### About this task
Starting at the top line, print the entries below exactly as they are and skip every picture.

Images for object localization:
########################################
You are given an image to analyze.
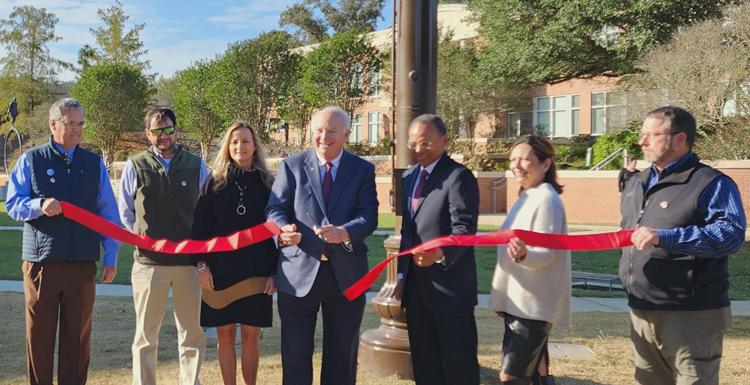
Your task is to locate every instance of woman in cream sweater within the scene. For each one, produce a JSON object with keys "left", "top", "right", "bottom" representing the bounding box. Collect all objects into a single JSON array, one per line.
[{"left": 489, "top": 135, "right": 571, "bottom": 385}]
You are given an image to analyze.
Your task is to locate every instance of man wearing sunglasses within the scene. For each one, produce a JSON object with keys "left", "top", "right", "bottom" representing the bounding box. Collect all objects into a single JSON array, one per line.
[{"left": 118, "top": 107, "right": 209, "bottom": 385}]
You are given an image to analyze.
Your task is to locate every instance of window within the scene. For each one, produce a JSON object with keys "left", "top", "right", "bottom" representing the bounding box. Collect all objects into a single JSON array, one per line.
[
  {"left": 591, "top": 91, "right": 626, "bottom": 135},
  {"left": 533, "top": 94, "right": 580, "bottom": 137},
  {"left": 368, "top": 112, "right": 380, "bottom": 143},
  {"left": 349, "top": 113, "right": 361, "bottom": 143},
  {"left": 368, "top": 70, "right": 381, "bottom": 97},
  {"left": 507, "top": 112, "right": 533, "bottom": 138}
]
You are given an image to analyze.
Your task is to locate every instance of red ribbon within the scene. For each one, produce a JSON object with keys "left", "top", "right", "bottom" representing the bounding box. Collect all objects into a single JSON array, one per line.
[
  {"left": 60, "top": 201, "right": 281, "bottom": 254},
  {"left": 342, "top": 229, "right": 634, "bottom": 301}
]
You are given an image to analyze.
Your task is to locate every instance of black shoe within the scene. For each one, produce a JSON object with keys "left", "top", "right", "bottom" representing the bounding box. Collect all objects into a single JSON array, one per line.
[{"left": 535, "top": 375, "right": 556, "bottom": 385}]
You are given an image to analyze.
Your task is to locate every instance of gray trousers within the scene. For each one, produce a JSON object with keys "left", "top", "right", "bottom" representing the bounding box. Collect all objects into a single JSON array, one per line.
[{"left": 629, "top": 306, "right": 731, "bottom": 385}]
########################################
### Exercise answer
You are given an image to analyze.
Your task is to locate every instance of woman in cream sweater within the scene. For each one, produce a JSON object with keys "left", "top", "right", "bottom" representing the bounding box. Collect all objects into a single JSON array, one per line.
[{"left": 489, "top": 135, "right": 571, "bottom": 385}]
You are given an image to analyze.
Your task is to locate every instance of man wearing sunglasses within the scene. For each one, produce a JSON object with keys "left", "top", "right", "bottom" representing the bounding box. Collect all objects into a single JSON array, one per line.
[{"left": 118, "top": 107, "right": 209, "bottom": 385}]
You are given an image to analyze.
Your task is to locate every instance of window within the scene. For each one, produce a JSON object with keys "left", "top", "right", "bottom" representing the bounding box. Collect all objects into a single JSON array, one per line.
[
  {"left": 591, "top": 91, "right": 626, "bottom": 135},
  {"left": 533, "top": 94, "right": 580, "bottom": 137},
  {"left": 368, "top": 112, "right": 380, "bottom": 143},
  {"left": 349, "top": 113, "right": 361, "bottom": 143},
  {"left": 368, "top": 70, "right": 381, "bottom": 97},
  {"left": 507, "top": 112, "right": 533, "bottom": 138}
]
You are given an image to analyze.
Your task is to locate every instance of red ribbon within the scene. For each one, produce a JSON object with keys "left", "top", "right", "bottom" representing the bounding box. Collect all objects into a single JSON array, one per line.
[
  {"left": 60, "top": 201, "right": 281, "bottom": 254},
  {"left": 342, "top": 229, "right": 634, "bottom": 301}
]
You are given an image to analyze.
Your task is to locate every instance of black shoe within the scene. For each one, produce a JSON object with keys "left", "top", "right", "bottom" representing the bounding box. Collect all objects into a single JSON array, one per line.
[{"left": 535, "top": 375, "right": 556, "bottom": 385}]
You are given an image to analyze.
Your task is to locate every instance of gray trousers within the scene. For each one, produce a JSON object with keys "left", "top", "right", "bottom" representing the bounding box. Collect all objects into a single JSON array, one per line.
[{"left": 629, "top": 306, "right": 731, "bottom": 385}]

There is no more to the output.